- **Exercise directions**
Look through the records and copy each line with the string "below" in it.

- **Material for the task**
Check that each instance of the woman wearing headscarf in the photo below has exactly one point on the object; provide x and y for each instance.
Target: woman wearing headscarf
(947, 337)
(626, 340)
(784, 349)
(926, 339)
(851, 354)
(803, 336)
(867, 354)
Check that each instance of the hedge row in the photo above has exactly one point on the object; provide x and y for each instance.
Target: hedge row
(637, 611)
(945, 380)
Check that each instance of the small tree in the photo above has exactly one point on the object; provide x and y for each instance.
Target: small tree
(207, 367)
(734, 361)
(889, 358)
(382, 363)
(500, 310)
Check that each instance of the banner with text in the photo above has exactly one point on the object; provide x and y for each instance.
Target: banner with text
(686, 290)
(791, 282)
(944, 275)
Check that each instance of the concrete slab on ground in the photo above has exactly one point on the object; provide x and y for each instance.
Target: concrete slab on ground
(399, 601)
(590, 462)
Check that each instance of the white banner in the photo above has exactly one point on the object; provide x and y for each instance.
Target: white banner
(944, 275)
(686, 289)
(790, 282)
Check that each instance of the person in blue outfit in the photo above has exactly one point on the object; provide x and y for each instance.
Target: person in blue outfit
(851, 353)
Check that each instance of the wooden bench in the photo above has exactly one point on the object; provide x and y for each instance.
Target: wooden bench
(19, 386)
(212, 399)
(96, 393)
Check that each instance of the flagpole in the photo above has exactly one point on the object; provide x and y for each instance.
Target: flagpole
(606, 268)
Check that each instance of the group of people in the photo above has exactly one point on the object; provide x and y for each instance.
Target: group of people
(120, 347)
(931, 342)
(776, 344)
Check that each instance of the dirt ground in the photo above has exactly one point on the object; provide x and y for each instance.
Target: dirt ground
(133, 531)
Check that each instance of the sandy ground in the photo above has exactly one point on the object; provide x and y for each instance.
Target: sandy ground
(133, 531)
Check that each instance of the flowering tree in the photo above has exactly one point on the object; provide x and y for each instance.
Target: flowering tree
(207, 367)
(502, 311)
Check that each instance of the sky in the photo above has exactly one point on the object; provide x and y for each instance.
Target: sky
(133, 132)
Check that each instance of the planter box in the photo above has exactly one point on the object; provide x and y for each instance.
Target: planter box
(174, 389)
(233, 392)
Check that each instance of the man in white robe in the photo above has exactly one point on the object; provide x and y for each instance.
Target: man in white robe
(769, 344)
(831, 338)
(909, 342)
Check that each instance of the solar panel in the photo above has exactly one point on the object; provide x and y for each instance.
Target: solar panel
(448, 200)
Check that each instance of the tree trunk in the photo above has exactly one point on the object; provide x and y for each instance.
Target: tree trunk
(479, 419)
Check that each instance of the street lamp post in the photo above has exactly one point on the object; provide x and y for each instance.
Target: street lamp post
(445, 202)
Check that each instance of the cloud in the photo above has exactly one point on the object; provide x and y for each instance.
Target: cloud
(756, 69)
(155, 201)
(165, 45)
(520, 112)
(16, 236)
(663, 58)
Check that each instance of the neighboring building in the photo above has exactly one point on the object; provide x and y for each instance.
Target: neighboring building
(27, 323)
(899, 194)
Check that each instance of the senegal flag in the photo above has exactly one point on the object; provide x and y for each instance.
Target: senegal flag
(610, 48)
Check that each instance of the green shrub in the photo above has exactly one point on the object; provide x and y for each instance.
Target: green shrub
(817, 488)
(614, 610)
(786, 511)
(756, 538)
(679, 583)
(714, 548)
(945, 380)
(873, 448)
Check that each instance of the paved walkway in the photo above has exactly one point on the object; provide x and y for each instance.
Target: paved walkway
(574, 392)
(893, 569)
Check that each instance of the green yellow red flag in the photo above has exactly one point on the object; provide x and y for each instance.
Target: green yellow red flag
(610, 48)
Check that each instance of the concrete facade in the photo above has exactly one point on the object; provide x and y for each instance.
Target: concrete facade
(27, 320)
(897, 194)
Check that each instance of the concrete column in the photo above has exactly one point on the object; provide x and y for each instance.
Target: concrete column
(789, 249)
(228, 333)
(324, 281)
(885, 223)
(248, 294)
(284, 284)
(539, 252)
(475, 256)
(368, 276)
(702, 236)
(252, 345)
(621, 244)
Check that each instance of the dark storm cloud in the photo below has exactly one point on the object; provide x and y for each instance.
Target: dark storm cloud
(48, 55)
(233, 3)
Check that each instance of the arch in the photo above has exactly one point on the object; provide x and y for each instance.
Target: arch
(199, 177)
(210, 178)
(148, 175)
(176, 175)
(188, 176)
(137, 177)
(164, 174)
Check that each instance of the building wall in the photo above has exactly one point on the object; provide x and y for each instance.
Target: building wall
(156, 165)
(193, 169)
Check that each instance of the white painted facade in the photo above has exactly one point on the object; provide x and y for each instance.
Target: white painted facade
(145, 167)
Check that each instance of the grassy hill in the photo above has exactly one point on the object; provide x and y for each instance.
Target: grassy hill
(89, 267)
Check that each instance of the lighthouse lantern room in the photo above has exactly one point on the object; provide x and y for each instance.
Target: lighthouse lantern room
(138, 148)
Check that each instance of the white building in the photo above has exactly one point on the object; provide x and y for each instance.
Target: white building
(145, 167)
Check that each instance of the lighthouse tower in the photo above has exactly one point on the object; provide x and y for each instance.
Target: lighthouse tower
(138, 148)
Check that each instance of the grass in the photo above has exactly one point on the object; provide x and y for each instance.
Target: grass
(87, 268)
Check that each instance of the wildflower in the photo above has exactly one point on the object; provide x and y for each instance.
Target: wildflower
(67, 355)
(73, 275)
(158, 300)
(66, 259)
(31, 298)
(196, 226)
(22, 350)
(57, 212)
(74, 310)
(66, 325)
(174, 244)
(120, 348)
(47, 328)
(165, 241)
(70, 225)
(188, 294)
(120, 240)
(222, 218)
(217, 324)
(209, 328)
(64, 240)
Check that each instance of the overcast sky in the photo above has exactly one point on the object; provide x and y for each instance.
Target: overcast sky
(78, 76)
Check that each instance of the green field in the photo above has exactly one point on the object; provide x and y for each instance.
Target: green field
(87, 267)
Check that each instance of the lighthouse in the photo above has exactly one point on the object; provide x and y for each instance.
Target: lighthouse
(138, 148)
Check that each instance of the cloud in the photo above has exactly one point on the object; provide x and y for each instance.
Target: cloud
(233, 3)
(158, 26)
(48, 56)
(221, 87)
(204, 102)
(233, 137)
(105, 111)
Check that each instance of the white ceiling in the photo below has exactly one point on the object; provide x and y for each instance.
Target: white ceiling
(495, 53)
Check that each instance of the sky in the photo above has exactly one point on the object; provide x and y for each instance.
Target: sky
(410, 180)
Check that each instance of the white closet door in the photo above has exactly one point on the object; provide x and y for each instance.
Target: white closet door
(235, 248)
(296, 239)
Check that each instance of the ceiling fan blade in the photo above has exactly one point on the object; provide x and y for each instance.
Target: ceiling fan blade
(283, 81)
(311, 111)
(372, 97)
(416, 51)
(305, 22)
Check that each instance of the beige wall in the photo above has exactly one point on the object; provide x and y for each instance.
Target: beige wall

- **Response area**
Check that each instance of the woman wearing headscarf in the photo below has exactly one point on the object; provide x and y for each instance.
Check that each instance of the dark storm cloud in the photo below has exactly one point on the object; provide x and y for each instance.
Check that each instance of the white ceiling in the photo below has exactly one point on the object; provide x and y for each instance.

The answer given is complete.